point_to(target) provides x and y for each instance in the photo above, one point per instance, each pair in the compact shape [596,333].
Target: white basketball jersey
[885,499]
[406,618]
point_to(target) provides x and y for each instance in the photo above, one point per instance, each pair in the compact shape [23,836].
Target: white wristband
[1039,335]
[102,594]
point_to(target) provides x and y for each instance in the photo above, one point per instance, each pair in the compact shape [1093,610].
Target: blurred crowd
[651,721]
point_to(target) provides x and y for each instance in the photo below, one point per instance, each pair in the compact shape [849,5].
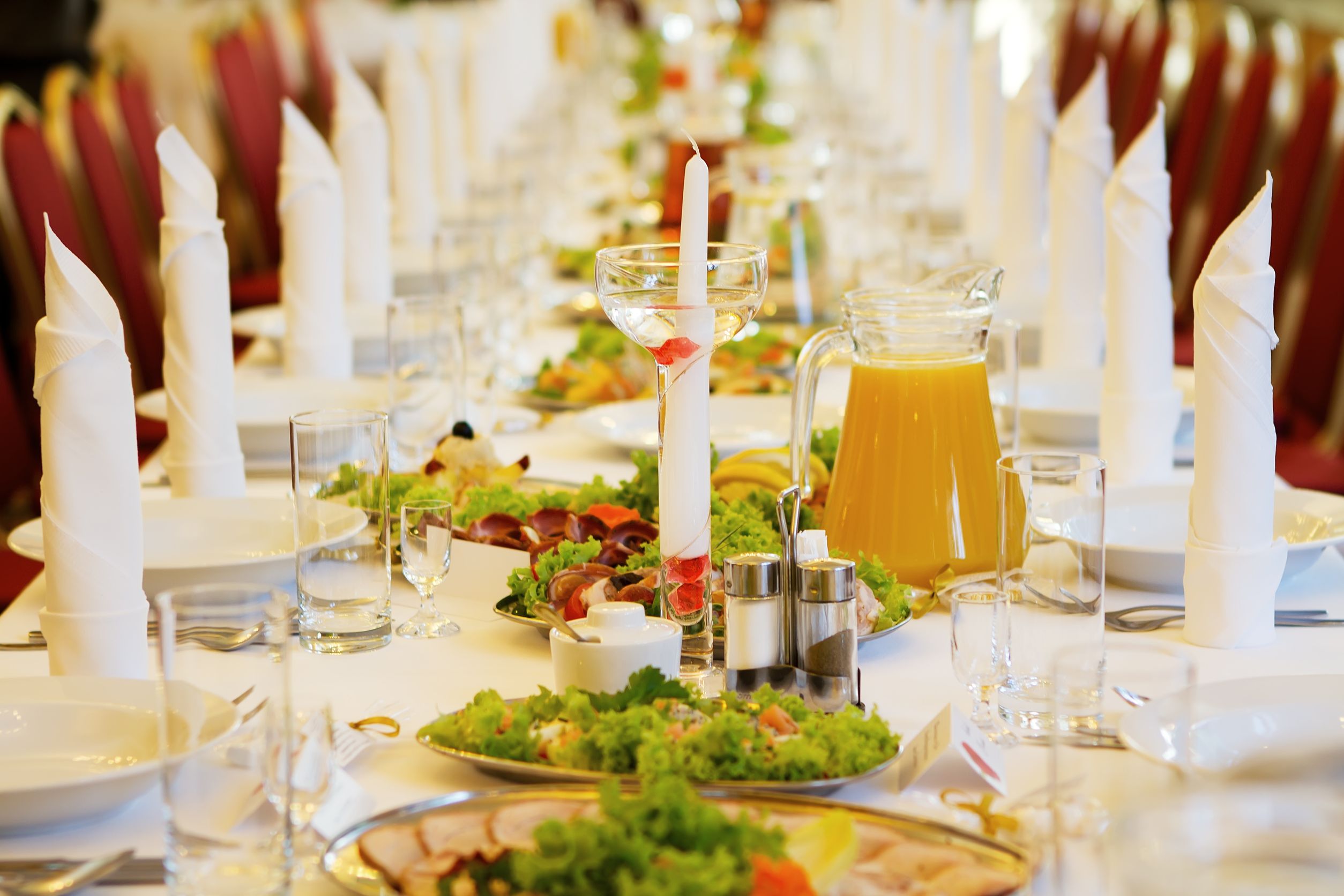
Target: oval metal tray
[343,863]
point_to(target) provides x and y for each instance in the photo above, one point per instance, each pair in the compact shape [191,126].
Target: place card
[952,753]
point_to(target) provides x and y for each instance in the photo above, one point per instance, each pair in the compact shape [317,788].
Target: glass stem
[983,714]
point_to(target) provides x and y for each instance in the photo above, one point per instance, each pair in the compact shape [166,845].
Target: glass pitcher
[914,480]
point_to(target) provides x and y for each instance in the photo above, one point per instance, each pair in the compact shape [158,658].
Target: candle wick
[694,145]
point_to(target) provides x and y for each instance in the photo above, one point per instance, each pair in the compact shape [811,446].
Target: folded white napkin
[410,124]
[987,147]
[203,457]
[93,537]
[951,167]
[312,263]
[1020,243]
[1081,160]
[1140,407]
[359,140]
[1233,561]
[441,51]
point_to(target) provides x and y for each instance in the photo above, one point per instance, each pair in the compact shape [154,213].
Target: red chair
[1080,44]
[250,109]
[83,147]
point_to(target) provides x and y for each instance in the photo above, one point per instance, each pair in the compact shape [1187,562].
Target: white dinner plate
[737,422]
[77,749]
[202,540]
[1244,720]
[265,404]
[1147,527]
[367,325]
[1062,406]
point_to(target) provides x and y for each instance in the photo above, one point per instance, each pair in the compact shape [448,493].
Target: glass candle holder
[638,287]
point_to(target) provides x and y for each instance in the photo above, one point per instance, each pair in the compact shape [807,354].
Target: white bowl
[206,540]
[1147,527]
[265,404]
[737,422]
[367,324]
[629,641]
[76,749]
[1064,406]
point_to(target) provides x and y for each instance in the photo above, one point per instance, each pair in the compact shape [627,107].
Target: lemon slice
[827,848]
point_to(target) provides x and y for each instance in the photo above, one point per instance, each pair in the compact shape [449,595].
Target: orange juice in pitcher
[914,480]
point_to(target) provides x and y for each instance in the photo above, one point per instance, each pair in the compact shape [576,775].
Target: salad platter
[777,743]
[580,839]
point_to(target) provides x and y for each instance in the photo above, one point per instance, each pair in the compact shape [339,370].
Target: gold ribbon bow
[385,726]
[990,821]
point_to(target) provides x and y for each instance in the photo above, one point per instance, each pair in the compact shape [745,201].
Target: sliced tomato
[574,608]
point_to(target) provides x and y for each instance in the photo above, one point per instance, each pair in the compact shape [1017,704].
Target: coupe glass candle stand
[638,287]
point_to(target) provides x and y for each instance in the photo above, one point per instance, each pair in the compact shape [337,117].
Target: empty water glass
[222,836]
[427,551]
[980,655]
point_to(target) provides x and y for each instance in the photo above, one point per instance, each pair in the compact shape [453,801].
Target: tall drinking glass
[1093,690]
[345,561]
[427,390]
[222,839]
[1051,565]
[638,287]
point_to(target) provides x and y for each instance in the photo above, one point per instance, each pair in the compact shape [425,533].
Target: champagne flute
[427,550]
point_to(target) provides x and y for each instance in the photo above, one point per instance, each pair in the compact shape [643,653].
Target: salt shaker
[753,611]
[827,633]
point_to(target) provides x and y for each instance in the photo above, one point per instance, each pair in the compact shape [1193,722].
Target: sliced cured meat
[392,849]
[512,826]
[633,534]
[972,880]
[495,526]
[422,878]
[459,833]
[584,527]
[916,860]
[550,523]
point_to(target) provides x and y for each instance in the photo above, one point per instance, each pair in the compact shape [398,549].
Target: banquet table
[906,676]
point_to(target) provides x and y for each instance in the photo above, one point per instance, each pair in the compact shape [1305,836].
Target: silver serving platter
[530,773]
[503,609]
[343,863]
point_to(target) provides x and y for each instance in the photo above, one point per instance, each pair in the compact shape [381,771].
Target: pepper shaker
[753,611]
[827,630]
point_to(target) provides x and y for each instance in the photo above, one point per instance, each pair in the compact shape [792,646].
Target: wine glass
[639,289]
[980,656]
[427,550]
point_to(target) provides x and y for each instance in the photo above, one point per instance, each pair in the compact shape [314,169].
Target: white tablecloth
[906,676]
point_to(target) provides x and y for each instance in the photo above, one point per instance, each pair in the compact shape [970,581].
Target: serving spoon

------------------------------------------------------------------------

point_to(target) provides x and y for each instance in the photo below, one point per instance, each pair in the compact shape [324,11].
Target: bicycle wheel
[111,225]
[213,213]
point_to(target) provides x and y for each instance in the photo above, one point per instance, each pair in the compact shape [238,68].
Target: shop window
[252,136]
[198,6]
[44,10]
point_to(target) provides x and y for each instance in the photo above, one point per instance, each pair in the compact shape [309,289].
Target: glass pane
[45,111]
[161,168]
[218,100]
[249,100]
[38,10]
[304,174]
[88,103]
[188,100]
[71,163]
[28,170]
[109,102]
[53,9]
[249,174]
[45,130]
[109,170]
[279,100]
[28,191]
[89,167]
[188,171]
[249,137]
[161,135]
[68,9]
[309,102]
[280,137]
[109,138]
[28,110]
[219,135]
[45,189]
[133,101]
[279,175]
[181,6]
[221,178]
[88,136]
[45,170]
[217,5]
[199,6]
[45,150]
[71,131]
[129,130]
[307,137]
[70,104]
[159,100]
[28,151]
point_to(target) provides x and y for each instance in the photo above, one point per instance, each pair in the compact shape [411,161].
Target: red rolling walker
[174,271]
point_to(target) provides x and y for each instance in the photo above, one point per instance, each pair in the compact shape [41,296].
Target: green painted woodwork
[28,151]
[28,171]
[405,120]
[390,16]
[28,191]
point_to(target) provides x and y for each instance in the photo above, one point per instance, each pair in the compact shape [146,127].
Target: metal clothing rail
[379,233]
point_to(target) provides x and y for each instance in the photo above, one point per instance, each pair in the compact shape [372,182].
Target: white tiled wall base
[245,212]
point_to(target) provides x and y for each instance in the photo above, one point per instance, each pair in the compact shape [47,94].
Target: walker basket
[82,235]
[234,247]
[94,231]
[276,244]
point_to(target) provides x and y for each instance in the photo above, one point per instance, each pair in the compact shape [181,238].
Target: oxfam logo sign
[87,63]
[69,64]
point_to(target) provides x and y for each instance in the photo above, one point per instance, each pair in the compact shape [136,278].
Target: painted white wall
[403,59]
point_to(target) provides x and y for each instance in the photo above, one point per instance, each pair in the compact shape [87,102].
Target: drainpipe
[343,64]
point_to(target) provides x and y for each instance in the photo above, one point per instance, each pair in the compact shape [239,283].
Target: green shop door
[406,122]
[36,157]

------------------------------------------------------------------------

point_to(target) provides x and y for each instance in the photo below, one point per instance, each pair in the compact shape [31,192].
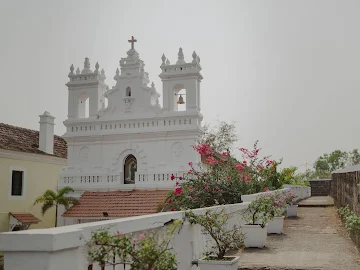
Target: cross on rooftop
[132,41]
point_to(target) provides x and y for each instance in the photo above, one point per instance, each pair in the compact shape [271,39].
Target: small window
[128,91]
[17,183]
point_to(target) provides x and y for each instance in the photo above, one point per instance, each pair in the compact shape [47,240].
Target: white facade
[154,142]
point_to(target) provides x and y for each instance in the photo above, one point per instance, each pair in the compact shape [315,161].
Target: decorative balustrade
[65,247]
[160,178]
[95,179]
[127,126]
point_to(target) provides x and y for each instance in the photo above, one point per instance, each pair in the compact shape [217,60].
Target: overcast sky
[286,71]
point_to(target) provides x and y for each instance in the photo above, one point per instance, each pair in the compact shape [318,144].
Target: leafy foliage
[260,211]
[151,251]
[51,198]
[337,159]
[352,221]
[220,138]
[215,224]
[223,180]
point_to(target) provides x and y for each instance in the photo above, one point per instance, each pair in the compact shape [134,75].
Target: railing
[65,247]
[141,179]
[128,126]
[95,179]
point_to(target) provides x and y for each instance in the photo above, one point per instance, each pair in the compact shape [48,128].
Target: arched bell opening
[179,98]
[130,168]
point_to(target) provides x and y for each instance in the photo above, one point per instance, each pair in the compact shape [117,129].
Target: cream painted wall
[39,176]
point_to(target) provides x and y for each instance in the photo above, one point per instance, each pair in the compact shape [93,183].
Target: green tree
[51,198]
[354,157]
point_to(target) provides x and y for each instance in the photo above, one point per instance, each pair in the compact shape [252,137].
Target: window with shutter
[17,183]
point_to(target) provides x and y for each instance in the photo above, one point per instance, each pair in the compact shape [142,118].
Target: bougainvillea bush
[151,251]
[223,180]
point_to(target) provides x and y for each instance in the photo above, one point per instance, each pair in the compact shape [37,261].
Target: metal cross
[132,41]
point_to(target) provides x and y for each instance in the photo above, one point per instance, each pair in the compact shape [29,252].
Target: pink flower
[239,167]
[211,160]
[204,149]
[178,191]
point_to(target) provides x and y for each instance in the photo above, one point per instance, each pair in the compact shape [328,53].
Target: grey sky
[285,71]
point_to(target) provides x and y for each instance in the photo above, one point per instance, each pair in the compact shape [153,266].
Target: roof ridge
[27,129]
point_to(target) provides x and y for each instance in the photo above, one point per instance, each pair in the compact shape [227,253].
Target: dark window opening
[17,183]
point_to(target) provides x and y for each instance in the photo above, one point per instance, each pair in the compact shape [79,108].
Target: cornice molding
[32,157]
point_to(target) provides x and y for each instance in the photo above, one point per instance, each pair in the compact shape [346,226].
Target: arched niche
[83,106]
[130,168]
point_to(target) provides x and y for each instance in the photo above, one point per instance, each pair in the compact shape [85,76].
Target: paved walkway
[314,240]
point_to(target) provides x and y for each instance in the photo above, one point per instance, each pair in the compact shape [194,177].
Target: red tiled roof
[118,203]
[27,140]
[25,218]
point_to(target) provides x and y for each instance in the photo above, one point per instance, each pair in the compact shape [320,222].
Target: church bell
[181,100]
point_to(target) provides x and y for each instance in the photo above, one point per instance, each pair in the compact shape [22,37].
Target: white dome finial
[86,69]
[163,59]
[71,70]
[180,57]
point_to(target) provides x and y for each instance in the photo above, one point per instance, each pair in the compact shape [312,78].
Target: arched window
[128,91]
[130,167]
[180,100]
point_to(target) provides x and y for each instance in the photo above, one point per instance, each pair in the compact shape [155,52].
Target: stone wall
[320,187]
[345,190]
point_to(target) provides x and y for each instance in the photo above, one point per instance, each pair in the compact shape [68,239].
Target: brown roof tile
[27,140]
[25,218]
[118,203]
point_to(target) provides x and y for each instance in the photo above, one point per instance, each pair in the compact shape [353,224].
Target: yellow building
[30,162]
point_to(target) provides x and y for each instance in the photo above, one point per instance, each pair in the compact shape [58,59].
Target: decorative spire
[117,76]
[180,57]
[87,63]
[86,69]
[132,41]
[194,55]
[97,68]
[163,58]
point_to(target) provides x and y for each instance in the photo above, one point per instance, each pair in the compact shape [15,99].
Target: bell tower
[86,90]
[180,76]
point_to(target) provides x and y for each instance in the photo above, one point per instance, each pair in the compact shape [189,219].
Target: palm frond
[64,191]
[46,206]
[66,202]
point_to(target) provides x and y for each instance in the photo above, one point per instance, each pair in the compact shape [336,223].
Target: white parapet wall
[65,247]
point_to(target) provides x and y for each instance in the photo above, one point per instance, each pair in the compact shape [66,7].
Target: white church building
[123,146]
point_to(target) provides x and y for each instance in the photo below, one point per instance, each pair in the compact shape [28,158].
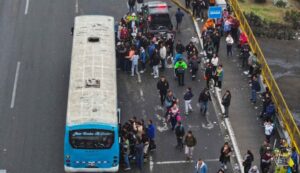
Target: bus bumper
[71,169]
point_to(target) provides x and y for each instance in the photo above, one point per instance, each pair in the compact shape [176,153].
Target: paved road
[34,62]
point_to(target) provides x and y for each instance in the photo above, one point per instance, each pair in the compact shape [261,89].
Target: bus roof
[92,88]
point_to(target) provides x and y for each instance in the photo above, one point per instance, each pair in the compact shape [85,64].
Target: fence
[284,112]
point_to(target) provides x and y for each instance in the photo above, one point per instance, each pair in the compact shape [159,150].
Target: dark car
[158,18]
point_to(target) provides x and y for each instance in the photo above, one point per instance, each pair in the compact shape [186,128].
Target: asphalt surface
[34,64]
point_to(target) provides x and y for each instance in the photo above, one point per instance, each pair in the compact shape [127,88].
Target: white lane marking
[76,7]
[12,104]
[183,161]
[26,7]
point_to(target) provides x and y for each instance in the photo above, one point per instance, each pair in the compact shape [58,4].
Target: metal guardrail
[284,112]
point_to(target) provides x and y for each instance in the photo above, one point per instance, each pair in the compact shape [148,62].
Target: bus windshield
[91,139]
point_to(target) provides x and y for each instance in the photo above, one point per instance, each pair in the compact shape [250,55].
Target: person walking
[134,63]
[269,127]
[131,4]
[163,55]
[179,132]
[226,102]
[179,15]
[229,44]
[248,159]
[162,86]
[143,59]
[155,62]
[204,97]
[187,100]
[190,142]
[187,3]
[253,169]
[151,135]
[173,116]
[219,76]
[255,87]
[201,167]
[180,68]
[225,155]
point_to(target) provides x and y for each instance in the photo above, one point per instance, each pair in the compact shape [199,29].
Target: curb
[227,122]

------------------------------------------------------------------------

EXERCISE INSTRUCTIONS -
Using the listing above, show each line with the word "below" in it.

SOLUTION TO THE PROBLEM -
point_to(target) provides x and y for each instance in the photo below, one point per instance, each pair in the compact shape [849,5].
point_to(target) provides x and y for each instance in the photo below, one point per instance, each pair in the compact shape [324,11].
point_to(target) provides x and y for each instance in the photo below, one point per instance, each pair in the compact shape [31,192].
point_to(target) provides x and y for each instance in the photo below, one point per instance, each pair in the compact shape [28,158].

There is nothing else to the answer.